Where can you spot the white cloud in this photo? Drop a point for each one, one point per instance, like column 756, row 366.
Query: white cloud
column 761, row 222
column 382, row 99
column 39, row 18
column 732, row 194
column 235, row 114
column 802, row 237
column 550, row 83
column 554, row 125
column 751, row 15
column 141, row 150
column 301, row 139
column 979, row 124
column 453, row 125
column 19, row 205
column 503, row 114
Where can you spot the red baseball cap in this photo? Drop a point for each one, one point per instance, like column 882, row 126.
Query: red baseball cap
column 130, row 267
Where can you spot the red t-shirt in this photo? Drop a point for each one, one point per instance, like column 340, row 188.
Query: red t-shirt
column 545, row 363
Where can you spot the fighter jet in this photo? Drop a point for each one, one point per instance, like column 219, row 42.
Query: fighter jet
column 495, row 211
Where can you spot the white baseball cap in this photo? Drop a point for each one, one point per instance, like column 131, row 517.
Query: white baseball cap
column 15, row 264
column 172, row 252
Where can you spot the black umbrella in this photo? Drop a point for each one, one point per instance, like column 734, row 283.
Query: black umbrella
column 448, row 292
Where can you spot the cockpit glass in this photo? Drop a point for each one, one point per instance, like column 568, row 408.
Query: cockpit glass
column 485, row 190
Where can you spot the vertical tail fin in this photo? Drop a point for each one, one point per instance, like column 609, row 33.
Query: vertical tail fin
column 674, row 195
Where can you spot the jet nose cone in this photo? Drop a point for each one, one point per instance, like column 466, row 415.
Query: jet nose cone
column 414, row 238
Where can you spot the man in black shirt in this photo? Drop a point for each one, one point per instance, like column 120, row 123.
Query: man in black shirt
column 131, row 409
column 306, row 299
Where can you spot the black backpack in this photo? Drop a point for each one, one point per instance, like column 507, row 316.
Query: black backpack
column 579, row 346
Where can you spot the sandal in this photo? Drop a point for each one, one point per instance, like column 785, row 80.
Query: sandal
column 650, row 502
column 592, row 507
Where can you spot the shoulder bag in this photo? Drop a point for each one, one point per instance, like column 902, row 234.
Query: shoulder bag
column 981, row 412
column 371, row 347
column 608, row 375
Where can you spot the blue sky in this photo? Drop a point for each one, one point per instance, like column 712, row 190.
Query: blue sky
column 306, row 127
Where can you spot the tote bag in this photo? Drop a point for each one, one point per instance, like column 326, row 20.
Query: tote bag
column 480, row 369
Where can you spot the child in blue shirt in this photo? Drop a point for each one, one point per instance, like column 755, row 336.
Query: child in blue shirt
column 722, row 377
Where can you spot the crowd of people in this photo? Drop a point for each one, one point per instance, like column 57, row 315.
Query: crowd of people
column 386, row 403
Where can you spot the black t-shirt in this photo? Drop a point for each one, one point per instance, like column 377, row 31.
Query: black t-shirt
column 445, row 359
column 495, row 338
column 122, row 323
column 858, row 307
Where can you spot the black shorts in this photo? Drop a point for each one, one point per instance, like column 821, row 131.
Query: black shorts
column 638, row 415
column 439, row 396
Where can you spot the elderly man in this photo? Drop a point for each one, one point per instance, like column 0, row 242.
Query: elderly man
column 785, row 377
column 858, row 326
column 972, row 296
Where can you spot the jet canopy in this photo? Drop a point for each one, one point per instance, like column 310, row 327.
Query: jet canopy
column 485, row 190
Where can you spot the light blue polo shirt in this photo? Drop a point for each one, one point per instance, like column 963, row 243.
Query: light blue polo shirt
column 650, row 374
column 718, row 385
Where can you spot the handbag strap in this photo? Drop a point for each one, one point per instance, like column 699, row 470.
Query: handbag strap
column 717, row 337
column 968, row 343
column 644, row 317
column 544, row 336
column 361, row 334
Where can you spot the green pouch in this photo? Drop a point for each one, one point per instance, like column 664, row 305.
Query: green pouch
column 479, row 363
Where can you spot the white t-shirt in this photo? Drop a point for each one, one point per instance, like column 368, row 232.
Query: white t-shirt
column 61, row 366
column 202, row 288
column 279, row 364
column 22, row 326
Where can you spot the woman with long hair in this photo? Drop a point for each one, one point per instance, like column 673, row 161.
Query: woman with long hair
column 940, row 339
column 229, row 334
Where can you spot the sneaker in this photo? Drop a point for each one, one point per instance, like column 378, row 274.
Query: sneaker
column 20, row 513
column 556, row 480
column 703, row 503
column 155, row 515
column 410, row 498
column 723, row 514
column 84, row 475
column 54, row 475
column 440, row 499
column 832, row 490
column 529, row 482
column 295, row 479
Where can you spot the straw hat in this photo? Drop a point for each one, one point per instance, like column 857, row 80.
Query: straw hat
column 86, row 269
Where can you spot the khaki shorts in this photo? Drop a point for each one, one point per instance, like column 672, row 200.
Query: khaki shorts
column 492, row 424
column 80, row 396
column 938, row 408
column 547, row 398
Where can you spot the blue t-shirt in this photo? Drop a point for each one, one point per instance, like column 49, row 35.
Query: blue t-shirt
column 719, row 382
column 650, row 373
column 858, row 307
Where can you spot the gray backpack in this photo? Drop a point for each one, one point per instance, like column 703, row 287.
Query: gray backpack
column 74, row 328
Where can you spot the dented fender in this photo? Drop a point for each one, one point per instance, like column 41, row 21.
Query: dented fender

══════════

* **Goal of the exercise**
Copy out every row above verbatim, in the same order, without altering a single character.

* **Solution for this task**
Where can you spot the white cloud in this photo? Drop a point for each one, one point per instance, like column 756, row 366.
Query: white cloud
column 761, row 222
column 382, row 99
column 39, row 18
column 732, row 194
column 235, row 114
column 802, row 237
column 550, row 83
column 554, row 125
column 751, row 15
column 141, row 150
column 301, row 139
column 979, row 124
column 453, row 125
column 19, row 205
column 503, row 114
Where can you spot the red baseball cap in this photo? Drop a point for each one, one point per instance, like column 882, row 126.
Query: red baseball cap
column 130, row 267
Where can you spot the red t-shirt in this photo? Drop a point for each one, one point per instance, like column 340, row 188.
Query: red t-shirt
column 545, row 363
Where can you spot the fighter jet in this photo? Drop a point for each one, one point per instance, like column 219, row 42.
Query: fighter jet
column 495, row 211
Where can you spot the white baseball cap in this photo? Drop a point for each one, one point per instance, like column 131, row 517.
Query: white baseball cap
column 15, row 264
column 172, row 252
Where can you spot the black umbrella in this photo? Drop a point for each one, one point per instance, like column 734, row 283.
Query: black umbrella
column 448, row 292
Where can you spot the cockpit glass in this photo? Drop a point for each one, one point per instance, like column 568, row 408.
Query: cockpit glass
column 485, row 190
Where can you spot the vertical tail fin in this photo? Drop a point for each one, one point per instance, like column 609, row 33.
Query: vertical tail fin
column 674, row 195
Where can you spot the jet nose cone in this photo? Drop a point for each one, one point per instance, like column 466, row 415.
Query: jet nose cone
column 414, row 238
Where can you spot the man in black shirt in this photo? Drop a point for each one, one point per instance, like column 120, row 123.
Query: man in black shirt
column 131, row 409
column 306, row 299
Where can you spot the black backpack in this photo? Drop a point for each one, one point per instance, like column 507, row 316.
Query: black backpack
column 579, row 346
Where can you spot the sandal in this photo? Drop a point for each one, one point per instance, like column 785, row 80.
Query: sandal
column 650, row 502
column 592, row 507
Where can you spot the shoulder bag in this photo? Drop a point for each one, one point per instance, like column 902, row 234.
Query: shoulder bag
column 981, row 412
column 371, row 347
column 608, row 375
Where can you spot the blue sky in this photo? Drop a point for each one, one point per instance, like column 712, row 190.
Query: blue sky
column 306, row 127
Where can you spot the tote bag in this photo? Drop a point for each one, one point per instance, like column 326, row 20.
Query: tote bag
column 480, row 369
Where can you spot the child in blue shirt in this photo? Drop a point for each one, one point per instance, like column 755, row 336.
Query: child in blue shirt
column 722, row 377
Where can you spot the crowd of people in this photo? Drop a point for each one, one point per instance, like column 57, row 315.
Query: crowd of people
column 386, row 403
Where can you spot the black t-shirt in this photo? Drop a point for each one, one point per instance, like column 377, row 31.
Query: black t-shirt
column 445, row 359
column 495, row 338
column 122, row 323
column 858, row 307
Where can you spot the black shorts in this photo? Drop a point for each one, one point per instance, like column 821, row 131.
Query: black shorts
column 638, row 415
column 439, row 396
Where can you spot the elderly man in this photo? Drop a point for each one, one point per instance, like column 0, row 242.
Query: elderly man
column 785, row 377
column 858, row 326
column 972, row 296
Where can you spot the jet canopy in this photo? Drop a point for each one, one point per instance, like column 310, row 327.
Query: jet canopy
column 485, row 190
Where can you spot the light blue polo shirt in this photo? Drop a point for each one, one point per instance, like column 963, row 243.
Query: light blue polo shirt
column 650, row 374
column 718, row 385
Where can you spot the handbag strap in this photo? Drop a point for each one, one point per instance, like column 699, row 470.
Query: handbag strap
column 717, row 337
column 968, row 343
column 644, row 317
column 544, row 336
column 361, row 334
Where can you spot the green pouch in this photo? Drop a point for each one, one point per instance, like column 664, row 305.
Query: green pouch
column 479, row 363
Where can you spot the white t-shirt in this photo? Drop a point for each one, one point per instance, like column 368, row 232.
Query: white t-shirt
column 61, row 366
column 202, row 288
column 279, row 364
column 22, row 326
Where can you spot the woman with long hair in this photo? Drop a point for each one, one point per instance, like column 673, row 161.
Query: woman with long hair
column 940, row 339
column 229, row 334
Where can you spot the sneaker in this photo? Drop a point for each one, one point per instance, like column 378, row 274.
Query: sneaker
column 20, row 513
column 556, row 480
column 703, row 503
column 155, row 515
column 410, row 498
column 723, row 514
column 84, row 475
column 54, row 475
column 440, row 499
column 832, row 490
column 529, row 482
column 295, row 479
Where can you spot the straw hat in this photo? Drop a point for each one, one point per instance, like column 857, row 80.
Query: straw hat
column 86, row 269
Where can you spot the khaki shorts in this photo? Drop a point for each one, one point per instance, like column 672, row 200.
Query: khaki shorts
column 492, row 424
column 80, row 396
column 938, row 408
column 547, row 398
Where can you spot the blue t-shirt in this photo? Drop a point for each one, one point per instance, like column 49, row 35.
Query: blue t-shirt
column 719, row 382
column 650, row 373
column 858, row 307
Where can you spot the gray backpack in this photo? Drop a point for each one, one point per instance, like column 703, row 287.
Query: gray backpack
column 74, row 328
Where can you spot the dented fender in this photo? Drop a point for each one, one point per instance, like column 41, row 21.
Query: dented fender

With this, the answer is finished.